**SELECTED TEXT**:
--------
Even when the studying got intense, the team stuck with it. They’re in it for the thrill of competition, but the preparation wasn’t so bad, either.
“I think all of us just really like the buzzer questions,” said team captain Jonathan Tseng of Cary, a junior at Raleigh Charter High. “It’s pretty exciting when you get to buzz in and you know stuff. Our practices are fun, too, because it’s just a group of friends studying together.”
Jonathan joined the team after meeting a friend who had participated, and he ended up sticking around. His teammate, Ben Whitfield of Holly Springs, was drawn to the Ocean Sciences Bowl team by his love of science, and oceans in particular.
“One of the things that kept me interested was biology,” said Ben, also a junior. “I had enjoyed studying animals when I was younger, especially in middle school, so I carried over a lot of that passion, and also a lot of that knowledge.”
There’s nothing like a shared passion to bring people together, and the team found time to make friends amid all that competition in Baltimore.
“During the matches it was definitely really intense,” said Jonathan, “but between matches and when we weren’t playing matches, everybody was really friendly. All the teams would get together and play card games and stuff. So it was definitely really fun.”
In the end, Jonathan, Ben, and their teammates Dan Qu, Benjamin Hames, and alternate Jonathan Cookmeyer, held on for second place at nationals.
--------
**EXTRACTED DATA**:
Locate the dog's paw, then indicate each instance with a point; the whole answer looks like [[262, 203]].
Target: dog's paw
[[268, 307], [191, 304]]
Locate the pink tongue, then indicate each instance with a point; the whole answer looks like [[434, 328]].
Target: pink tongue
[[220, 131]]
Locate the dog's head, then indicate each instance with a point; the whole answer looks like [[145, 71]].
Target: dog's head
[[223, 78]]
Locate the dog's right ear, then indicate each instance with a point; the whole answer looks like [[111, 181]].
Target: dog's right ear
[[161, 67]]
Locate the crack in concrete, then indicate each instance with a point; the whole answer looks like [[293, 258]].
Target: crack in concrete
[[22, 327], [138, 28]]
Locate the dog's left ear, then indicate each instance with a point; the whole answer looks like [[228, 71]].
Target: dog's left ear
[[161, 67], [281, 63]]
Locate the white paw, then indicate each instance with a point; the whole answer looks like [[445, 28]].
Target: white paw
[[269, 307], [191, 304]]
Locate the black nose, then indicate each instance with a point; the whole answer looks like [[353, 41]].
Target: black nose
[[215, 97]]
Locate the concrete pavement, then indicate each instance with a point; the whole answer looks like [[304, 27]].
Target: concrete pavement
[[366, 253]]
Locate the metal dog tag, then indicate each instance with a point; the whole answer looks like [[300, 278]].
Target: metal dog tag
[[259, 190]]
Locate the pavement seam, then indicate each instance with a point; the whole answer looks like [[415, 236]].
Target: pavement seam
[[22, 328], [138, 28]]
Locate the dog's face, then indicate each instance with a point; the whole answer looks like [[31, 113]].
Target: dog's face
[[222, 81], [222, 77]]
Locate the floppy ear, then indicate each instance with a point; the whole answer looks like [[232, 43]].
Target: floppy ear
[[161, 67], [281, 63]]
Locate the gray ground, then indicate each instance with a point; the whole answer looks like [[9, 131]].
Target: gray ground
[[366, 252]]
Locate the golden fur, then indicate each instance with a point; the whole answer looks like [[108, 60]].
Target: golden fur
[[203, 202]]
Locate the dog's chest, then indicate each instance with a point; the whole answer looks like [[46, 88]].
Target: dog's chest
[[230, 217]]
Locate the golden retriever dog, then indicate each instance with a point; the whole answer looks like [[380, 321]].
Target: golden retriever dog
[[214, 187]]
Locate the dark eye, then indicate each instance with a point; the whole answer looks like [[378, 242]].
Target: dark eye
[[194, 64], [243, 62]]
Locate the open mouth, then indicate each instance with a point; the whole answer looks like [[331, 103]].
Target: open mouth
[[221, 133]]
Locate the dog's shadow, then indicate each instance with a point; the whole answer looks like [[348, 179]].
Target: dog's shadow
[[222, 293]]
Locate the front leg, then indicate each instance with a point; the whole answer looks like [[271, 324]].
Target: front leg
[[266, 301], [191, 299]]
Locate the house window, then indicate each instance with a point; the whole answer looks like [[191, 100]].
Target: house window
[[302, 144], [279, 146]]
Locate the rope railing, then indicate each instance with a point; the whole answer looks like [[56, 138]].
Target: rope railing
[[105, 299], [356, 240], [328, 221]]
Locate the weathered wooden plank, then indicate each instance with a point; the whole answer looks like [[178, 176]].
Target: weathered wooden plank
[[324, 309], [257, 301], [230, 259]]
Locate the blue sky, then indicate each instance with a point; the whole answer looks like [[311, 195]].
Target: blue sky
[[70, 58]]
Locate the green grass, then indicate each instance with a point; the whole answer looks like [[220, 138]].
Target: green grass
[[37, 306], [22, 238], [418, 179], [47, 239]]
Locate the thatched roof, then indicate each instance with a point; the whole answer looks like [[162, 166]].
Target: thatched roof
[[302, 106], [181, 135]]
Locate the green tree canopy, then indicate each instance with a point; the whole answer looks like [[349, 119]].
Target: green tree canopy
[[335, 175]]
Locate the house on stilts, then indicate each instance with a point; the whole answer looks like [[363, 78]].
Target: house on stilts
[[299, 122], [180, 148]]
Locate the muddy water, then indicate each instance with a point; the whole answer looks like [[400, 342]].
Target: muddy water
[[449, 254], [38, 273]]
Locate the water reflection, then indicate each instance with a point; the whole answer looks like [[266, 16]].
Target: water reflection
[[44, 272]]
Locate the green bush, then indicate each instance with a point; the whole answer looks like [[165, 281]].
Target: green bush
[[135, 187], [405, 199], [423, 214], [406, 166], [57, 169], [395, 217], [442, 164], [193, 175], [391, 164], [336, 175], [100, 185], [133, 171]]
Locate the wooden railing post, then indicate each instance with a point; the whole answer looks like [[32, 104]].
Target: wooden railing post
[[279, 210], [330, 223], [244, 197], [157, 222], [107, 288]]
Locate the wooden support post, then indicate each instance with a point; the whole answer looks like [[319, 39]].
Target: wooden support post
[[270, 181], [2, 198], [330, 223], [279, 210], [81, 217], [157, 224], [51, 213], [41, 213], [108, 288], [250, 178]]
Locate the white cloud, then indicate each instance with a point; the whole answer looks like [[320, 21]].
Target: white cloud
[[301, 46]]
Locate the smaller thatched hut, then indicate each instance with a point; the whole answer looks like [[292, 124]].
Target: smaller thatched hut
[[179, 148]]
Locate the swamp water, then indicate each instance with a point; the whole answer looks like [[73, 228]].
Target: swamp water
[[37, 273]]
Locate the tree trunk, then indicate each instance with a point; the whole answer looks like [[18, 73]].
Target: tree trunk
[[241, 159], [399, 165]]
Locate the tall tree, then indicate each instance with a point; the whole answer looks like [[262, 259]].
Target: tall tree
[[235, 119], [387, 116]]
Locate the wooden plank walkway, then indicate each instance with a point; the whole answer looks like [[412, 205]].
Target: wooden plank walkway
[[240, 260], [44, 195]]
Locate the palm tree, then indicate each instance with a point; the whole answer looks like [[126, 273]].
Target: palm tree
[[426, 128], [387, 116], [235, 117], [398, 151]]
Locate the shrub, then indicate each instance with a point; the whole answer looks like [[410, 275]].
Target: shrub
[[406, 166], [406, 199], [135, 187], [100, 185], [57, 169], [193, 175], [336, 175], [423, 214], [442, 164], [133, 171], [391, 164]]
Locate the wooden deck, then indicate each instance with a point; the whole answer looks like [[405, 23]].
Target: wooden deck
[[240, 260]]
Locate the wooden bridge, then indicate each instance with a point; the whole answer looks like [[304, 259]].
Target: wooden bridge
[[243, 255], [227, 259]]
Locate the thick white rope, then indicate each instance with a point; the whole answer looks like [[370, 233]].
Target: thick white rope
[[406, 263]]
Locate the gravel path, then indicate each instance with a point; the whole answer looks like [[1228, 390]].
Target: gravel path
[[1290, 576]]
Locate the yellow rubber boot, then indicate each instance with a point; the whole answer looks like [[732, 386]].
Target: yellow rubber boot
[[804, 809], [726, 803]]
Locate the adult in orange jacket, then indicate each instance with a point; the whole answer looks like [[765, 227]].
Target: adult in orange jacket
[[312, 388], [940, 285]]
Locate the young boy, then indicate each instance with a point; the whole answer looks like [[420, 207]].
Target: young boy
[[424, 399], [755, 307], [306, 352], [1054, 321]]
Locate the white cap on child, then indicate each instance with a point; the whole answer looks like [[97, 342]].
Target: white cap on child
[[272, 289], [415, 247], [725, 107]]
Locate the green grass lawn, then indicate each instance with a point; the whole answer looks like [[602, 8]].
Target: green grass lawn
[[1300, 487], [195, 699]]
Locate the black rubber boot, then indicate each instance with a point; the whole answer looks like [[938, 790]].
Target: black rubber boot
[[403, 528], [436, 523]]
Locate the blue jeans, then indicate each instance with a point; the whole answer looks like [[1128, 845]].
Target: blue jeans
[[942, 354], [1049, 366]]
--------
**ACTIVITY A**:
Rewrite everything from "Jonathan joined the" down to "oceans in particular." in the Ocean Sciences Bowl article, substituting "Science Bowl" for "Ocean Sciences Bowl".
**ACTIVITY B**:
Carry on the Ocean Sciences Bowl article from its last sentence.
None of the work here draws on the records.

**ANSWER A**:
Jonathan joined the team after meeting a friend who had participated, and he ended up sticking around. His teammate, Ben Whitfield of Holly Springs, was drawn to the Science Bowl team by his love of science, and oceans in particular.

**ANSWER B**:
“Everybody was pleasantly surprised, probably an understatement,” Jonathan said, adding that the team was “really pumped.”
But Ben admitted to feeling a smidge of disappointment.
“Ironically, just after the match I felt kind of down, just because we had come so close to winning the entire competition,” he said. “It wasn’t until about an hour or two later that it really sunk in that I had won second place at a national competition.”
Now the team can rest a bit and savor success. The prize from nationals is a weeklong trip to Gulfport, Miss., where the team will visit a research station and help tag sharks and study dolphins with a college-level research program.
You can bet the team members, all underclassmen who plan to stick with the team next year, will be taking notes, filing away what they learn for use in next year’s round of competition.